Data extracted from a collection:

______

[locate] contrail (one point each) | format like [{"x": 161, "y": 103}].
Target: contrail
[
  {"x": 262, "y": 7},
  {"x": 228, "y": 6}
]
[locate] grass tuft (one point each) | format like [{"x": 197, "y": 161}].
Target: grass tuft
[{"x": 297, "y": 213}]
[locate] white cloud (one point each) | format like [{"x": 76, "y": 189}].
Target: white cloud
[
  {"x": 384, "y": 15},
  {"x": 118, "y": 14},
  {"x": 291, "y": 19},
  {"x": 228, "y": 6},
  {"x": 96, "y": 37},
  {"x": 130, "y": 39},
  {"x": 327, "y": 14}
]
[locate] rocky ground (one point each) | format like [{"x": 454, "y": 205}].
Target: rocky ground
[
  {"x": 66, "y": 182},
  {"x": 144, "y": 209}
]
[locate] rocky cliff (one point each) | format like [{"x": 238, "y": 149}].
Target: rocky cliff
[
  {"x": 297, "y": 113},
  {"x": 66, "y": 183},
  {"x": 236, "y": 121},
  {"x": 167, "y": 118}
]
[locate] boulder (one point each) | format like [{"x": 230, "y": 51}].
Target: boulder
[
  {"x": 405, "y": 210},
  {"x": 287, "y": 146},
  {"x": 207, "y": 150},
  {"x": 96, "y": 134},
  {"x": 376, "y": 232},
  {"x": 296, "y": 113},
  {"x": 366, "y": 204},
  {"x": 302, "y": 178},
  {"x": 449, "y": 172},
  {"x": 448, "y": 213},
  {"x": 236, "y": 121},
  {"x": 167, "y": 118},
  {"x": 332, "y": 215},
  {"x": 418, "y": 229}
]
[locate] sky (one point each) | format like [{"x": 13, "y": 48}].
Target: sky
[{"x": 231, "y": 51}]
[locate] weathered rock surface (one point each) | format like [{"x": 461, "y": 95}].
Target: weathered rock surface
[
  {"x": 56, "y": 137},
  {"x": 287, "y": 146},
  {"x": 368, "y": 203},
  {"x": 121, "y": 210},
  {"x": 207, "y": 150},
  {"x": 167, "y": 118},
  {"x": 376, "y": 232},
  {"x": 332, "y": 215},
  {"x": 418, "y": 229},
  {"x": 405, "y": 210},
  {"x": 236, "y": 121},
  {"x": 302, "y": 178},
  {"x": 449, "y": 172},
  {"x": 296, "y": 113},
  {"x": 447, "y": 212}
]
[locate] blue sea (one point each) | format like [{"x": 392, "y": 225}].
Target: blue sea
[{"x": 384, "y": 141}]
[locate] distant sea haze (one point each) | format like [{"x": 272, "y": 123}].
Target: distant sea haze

______

**Your goal**
Copy each of the records above so that nothing differs from the original.

**Result for this exercise**
[locate] contrail (one point each) | format like [{"x": 161, "y": 103}].
Target: contrail
[
  {"x": 262, "y": 7},
  {"x": 228, "y": 6}
]
[locate] grass tuft (one point each) | format like [{"x": 197, "y": 161}].
Target: grass tuft
[{"x": 297, "y": 213}]
[locate] white cloud (one point each) | format like [{"x": 76, "y": 189}].
Target: white cloud
[
  {"x": 384, "y": 15},
  {"x": 118, "y": 14},
  {"x": 291, "y": 19},
  {"x": 228, "y": 6},
  {"x": 96, "y": 37},
  {"x": 130, "y": 39},
  {"x": 327, "y": 14}
]
[locate] rocky ground (one point each) | format like [{"x": 454, "y": 205}].
Target: rocky ground
[
  {"x": 66, "y": 182},
  {"x": 144, "y": 209}
]
[locate] rocky cliff (one point each) | format like [{"x": 238, "y": 149}].
Target: rocky cliff
[
  {"x": 297, "y": 113},
  {"x": 66, "y": 183},
  {"x": 236, "y": 121},
  {"x": 167, "y": 118}
]
[locate] boulder (one point each) | format like [{"x": 230, "y": 51}].
Target: boulder
[
  {"x": 405, "y": 210},
  {"x": 287, "y": 146},
  {"x": 207, "y": 150},
  {"x": 96, "y": 134},
  {"x": 376, "y": 232},
  {"x": 296, "y": 113},
  {"x": 366, "y": 204},
  {"x": 302, "y": 178},
  {"x": 449, "y": 172},
  {"x": 448, "y": 213},
  {"x": 236, "y": 121},
  {"x": 167, "y": 118},
  {"x": 332, "y": 215},
  {"x": 418, "y": 229}
]
[locate] sky (one point each) | format like [{"x": 13, "y": 48}].
Target: sky
[{"x": 231, "y": 51}]
[locate] weathered rock surface (one point each) | format like [{"x": 461, "y": 95}].
Target: weathered rock surface
[
  {"x": 56, "y": 137},
  {"x": 287, "y": 146},
  {"x": 368, "y": 203},
  {"x": 121, "y": 210},
  {"x": 207, "y": 150},
  {"x": 167, "y": 118},
  {"x": 376, "y": 232},
  {"x": 332, "y": 215},
  {"x": 418, "y": 229},
  {"x": 405, "y": 210},
  {"x": 236, "y": 121},
  {"x": 302, "y": 178},
  {"x": 449, "y": 172},
  {"x": 296, "y": 113},
  {"x": 447, "y": 212}
]
[locate] blue sea (one point each) | format like [{"x": 392, "y": 225}].
Target: blue sea
[{"x": 384, "y": 141}]
[locate] distant sea haze (one point each) | format like [{"x": 272, "y": 123}].
Target: distant sea haze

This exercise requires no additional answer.